Your goal
Can you retype the entries below word for word, starting at their first line and ending with the line containing "x=614, y=457", with both ends included?
## start Record list
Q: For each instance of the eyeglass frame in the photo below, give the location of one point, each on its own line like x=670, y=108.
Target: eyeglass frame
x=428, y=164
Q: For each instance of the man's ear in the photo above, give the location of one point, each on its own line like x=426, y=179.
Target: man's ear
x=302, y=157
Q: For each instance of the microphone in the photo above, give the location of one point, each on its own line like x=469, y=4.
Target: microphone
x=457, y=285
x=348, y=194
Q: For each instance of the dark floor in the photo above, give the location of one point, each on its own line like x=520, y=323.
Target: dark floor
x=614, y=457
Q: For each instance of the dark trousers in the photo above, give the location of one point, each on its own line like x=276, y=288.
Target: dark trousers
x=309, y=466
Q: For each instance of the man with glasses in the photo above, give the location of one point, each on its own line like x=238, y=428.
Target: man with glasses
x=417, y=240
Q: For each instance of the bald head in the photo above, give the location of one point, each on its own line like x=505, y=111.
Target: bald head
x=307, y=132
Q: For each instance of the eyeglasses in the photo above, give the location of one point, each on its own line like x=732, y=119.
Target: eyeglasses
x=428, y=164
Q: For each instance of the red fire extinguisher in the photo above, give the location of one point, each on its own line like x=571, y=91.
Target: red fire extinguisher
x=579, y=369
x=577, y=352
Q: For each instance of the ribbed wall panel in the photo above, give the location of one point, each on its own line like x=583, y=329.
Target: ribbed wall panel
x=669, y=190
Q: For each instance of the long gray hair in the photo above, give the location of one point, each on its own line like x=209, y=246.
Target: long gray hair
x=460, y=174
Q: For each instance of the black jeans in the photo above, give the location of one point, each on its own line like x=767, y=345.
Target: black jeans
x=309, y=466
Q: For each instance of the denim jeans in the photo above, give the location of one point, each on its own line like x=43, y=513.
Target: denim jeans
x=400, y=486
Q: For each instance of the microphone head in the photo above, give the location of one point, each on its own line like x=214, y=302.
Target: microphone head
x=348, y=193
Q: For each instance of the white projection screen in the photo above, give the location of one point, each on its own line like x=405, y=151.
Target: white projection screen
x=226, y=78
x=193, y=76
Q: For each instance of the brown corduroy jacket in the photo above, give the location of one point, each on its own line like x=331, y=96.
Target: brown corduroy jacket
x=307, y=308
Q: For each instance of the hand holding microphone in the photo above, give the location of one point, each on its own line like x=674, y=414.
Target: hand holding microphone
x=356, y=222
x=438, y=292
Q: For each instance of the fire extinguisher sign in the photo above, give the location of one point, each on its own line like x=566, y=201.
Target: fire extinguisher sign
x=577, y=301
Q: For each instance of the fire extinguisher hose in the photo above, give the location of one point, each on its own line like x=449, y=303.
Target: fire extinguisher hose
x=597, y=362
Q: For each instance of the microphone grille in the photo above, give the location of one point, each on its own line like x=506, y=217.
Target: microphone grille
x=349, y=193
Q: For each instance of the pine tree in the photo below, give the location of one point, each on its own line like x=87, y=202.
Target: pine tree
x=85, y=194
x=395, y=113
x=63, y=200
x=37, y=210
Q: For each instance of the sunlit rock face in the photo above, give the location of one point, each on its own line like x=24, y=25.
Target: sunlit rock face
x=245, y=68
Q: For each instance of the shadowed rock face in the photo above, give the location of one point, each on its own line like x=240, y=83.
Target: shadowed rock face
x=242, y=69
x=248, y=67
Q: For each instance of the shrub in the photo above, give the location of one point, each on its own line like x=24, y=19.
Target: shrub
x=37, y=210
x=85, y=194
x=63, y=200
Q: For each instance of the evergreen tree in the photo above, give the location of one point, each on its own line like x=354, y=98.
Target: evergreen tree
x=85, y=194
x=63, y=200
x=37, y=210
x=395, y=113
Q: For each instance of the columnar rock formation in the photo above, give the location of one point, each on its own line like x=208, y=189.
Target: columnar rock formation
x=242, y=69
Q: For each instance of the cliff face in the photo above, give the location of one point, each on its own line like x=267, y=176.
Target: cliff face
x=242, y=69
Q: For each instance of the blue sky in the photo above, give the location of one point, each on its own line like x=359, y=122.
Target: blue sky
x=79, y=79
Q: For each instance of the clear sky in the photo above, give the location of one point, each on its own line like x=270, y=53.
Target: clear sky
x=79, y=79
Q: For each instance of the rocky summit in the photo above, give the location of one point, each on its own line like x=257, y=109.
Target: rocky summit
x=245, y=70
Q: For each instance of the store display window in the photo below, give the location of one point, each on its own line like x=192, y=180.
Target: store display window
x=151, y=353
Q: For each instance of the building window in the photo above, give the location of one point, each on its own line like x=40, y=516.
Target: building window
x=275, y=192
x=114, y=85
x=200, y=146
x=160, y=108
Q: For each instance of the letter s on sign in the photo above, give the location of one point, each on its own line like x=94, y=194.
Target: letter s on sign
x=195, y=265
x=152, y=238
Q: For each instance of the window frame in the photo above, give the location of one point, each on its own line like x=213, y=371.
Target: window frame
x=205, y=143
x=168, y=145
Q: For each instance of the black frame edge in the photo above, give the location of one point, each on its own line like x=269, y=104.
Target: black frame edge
## end Record list
Written solution
Q: For each instance of the eyeglass frame in the photo below, give the location of one point, each on its own line like x=670, y=108.
Target: eyeglass frame
x=428, y=164
Q: For each instance of the man's ear in the photo above, give the location of one point, each on its own line like x=426, y=179.
Target: man's ear
x=302, y=157
Q: For each instance of the microphone in the photo above, give the location of one point, each on its own line like x=469, y=4.
Target: microphone
x=457, y=285
x=348, y=194
Q: For each instance of the dark floor in the photo above, give the location of one point, each on its own line like x=520, y=323.
Target: dark floor
x=614, y=457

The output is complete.